◆ Photo-based referring expression data:
--- --- ---

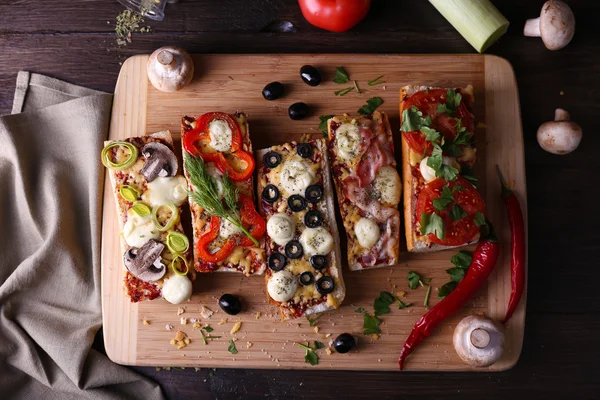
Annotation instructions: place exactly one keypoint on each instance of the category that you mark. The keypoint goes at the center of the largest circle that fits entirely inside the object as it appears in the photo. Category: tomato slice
(462, 230)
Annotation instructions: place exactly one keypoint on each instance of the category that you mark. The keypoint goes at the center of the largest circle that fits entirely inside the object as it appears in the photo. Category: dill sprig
(206, 194)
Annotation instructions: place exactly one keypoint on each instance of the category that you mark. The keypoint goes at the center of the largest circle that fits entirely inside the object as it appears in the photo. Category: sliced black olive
(273, 91)
(230, 304)
(313, 219)
(270, 194)
(318, 261)
(277, 261)
(272, 159)
(304, 150)
(310, 75)
(296, 203)
(314, 193)
(298, 111)
(293, 249)
(344, 343)
(306, 278)
(325, 285)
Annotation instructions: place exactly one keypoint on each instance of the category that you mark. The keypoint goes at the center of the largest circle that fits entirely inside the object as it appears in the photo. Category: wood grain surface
(72, 41)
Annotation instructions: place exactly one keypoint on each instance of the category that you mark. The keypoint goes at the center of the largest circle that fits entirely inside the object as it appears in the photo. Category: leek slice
(478, 21)
(177, 242)
(108, 163)
(129, 193)
(172, 220)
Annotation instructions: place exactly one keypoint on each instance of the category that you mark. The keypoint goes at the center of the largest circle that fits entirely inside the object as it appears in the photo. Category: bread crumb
(236, 327)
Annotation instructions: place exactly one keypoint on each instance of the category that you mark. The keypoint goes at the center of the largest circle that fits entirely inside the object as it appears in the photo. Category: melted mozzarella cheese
(316, 241)
(220, 135)
(281, 228)
(138, 230)
(166, 190)
(295, 177)
(282, 285)
(387, 185)
(367, 232)
(347, 141)
(177, 289)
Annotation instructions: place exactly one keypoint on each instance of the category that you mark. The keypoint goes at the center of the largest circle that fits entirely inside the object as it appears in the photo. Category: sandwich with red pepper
(219, 167)
(302, 242)
(442, 208)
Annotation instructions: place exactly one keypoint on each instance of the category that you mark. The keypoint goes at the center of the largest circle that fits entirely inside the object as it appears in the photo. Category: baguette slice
(247, 260)
(411, 183)
(136, 289)
(368, 188)
(306, 300)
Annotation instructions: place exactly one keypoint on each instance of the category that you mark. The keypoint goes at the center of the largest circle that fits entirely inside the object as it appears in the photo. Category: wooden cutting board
(234, 82)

--- --- ---

◆ Work order:
Working down from the line that contains "melted mozzarella cheese", retype each line exactly through the last line of the data, and give nothing else.

◆ Your response:
Annotation instructions: place exactly one keypoint on each instance of the category that you mark. The keypoint goes at the center of the largest circle that fits entirely inside the object as it appears in the photo. Category: melted mozzarella cheese
(316, 241)
(220, 135)
(281, 228)
(138, 230)
(166, 190)
(295, 177)
(282, 285)
(387, 185)
(367, 232)
(347, 141)
(177, 289)
Annotation instructions: place exactly one keypoint on each instance of the category that you mark. The keypoint goes at the center of the largest circle that fits entirely inside the object as it appears in the photo. Category: sandwich with red pepper
(219, 167)
(302, 242)
(442, 208)
Annotation instructions: place exactly one keypoint on each instance of the category that you mark. The keypoint goes at the center of the largest circle that fits entirely inside the object as it appears in the photo. Category: baguette slice
(247, 260)
(411, 183)
(136, 289)
(368, 188)
(306, 300)
Annotation instructions: place exactly one keypoint on each instance of the category that you mark. The keypoint goes at the center of the largest circle that fits entirely inside the object as it appears in the photo. Category: wooden cutting board
(234, 82)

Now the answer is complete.